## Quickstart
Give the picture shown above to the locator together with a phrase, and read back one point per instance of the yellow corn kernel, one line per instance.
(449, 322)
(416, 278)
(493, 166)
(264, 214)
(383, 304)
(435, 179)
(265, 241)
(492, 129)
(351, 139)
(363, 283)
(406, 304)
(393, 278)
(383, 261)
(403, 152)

──────────────────────────────

TASK REQUIREMENTS -
Output the listing above without altering a single character.

WORKED SOLUTION -
## Quickstart
Give the picture shown above to the locator together with a phrase, and read back one point per instance of the yellow corn kernel, one line per instance.
(449, 322)
(416, 278)
(493, 166)
(264, 214)
(383, 304)
(435, 179)
(265, 241)
(492, 129)
(351, 139)
(363, 283)
(406, 304)
(393, 278)
(383, 261)
(403, 152)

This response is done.